Instructions to follow: All lines from the start of the listing below through the line containing "Target: building window" are to be written out again exactly, and no others.
^^^^
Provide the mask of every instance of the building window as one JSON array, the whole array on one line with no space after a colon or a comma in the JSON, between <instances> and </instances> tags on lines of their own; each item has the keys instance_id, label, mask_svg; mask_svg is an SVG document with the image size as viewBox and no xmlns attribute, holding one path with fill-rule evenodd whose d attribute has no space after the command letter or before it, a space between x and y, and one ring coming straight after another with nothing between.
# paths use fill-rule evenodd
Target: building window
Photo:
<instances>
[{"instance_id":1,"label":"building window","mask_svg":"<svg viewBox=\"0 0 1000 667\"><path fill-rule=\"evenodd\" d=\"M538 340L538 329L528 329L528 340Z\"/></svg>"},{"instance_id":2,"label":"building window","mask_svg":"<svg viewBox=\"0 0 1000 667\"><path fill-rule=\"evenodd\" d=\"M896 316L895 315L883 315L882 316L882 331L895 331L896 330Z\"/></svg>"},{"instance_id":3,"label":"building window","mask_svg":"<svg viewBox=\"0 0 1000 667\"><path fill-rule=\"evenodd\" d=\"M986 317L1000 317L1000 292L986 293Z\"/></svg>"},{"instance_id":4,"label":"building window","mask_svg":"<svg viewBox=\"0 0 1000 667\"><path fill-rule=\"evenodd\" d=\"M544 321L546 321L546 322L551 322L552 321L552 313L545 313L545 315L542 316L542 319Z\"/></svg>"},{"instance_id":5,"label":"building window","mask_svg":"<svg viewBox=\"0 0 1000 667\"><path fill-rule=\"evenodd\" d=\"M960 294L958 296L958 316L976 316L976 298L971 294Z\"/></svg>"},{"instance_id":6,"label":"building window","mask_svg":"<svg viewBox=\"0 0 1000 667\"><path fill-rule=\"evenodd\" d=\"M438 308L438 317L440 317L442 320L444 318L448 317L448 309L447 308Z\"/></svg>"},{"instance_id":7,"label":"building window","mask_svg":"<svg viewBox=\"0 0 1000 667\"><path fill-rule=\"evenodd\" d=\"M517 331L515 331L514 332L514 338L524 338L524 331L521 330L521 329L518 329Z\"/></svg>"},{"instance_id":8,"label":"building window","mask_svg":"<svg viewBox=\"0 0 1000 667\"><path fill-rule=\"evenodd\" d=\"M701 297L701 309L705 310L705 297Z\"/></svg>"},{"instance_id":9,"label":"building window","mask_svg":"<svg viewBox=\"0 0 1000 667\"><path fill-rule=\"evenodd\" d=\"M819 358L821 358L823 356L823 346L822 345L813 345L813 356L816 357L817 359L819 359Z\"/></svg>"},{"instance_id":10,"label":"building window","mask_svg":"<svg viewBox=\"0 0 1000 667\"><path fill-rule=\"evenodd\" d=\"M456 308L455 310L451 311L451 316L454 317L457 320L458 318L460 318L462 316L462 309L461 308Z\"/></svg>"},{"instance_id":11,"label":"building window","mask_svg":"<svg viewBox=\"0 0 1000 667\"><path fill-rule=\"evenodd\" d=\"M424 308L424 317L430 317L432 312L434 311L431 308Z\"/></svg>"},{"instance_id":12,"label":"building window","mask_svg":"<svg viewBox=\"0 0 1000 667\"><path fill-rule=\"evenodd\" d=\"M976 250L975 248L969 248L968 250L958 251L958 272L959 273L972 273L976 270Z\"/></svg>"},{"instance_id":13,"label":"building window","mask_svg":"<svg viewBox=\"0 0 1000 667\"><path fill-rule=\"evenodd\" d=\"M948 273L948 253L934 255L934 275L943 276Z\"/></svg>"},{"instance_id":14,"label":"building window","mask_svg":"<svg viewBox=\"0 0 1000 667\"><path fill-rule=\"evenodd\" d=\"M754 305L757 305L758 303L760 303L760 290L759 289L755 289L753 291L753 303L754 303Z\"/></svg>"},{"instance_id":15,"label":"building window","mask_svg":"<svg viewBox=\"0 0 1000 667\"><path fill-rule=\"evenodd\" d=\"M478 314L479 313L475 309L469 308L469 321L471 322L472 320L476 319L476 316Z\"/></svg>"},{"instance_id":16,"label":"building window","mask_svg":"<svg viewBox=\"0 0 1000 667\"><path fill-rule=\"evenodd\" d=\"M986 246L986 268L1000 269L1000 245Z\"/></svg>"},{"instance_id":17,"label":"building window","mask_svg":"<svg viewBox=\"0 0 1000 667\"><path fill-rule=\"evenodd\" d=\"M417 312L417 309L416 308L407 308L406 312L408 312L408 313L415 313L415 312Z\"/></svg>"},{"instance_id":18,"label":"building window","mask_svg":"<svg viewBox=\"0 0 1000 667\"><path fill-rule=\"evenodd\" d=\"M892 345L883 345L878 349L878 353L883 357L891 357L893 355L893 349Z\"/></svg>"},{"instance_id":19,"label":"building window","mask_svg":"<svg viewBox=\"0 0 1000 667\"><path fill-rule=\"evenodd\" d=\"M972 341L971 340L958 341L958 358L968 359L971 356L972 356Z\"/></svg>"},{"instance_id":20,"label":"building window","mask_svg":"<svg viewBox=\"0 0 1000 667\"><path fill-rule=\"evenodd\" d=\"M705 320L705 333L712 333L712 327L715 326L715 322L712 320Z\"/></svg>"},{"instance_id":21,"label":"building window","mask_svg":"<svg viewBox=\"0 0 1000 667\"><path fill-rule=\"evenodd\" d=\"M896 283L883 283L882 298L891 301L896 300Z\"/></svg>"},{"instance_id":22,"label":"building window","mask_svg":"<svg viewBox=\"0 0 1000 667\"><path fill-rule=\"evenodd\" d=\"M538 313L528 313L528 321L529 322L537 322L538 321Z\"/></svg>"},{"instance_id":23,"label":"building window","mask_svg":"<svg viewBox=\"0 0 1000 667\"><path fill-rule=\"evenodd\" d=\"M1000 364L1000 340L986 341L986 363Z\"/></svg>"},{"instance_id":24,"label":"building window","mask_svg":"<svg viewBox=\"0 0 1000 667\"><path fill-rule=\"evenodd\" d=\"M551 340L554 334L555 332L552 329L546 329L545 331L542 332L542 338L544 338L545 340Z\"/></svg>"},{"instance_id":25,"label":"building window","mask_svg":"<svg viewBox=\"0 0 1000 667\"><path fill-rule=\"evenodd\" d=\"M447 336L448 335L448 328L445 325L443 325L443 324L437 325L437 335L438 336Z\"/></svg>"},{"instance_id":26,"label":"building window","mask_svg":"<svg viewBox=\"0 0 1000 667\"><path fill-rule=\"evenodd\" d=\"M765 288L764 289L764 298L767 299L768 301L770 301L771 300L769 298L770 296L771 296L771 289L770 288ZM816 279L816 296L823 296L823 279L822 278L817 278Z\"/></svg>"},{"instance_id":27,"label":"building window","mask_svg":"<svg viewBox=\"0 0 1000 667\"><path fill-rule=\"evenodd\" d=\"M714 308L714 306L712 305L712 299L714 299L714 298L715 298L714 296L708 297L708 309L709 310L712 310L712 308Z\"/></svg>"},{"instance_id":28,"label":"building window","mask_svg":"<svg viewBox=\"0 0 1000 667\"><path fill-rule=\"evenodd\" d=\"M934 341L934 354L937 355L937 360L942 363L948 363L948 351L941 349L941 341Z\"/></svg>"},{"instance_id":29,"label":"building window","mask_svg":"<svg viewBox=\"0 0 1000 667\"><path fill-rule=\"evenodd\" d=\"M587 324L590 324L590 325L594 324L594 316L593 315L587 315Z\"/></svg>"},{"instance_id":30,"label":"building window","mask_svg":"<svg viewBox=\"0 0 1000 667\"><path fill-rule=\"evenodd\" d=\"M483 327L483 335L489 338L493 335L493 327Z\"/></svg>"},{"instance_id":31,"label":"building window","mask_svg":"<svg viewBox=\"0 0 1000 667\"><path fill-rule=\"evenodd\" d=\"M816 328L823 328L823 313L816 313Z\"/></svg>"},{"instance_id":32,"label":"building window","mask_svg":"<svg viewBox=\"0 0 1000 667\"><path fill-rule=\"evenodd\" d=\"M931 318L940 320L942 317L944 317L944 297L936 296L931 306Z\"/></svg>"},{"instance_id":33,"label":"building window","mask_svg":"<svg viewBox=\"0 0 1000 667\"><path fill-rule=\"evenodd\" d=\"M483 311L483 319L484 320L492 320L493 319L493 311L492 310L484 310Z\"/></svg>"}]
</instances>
^^^^
Task answer:
Provide the mask of every instance of the building window as one JSON array, the whole array on one line with no space after a colon or a comma in the JSON, between <instances> and </instances> tags on lines of their own; each item has the keys instance_id, label, mask_svg; mask_svg is an SVG document with the image size as viewBox and no xmlns attribute, holding one path with fill-rule evenodd whose d attribute has no space after the command letter or before it, a space between x and y, and one ring coming straight after another with nothing between.
# paths use fill-rule evenodd
Target: building window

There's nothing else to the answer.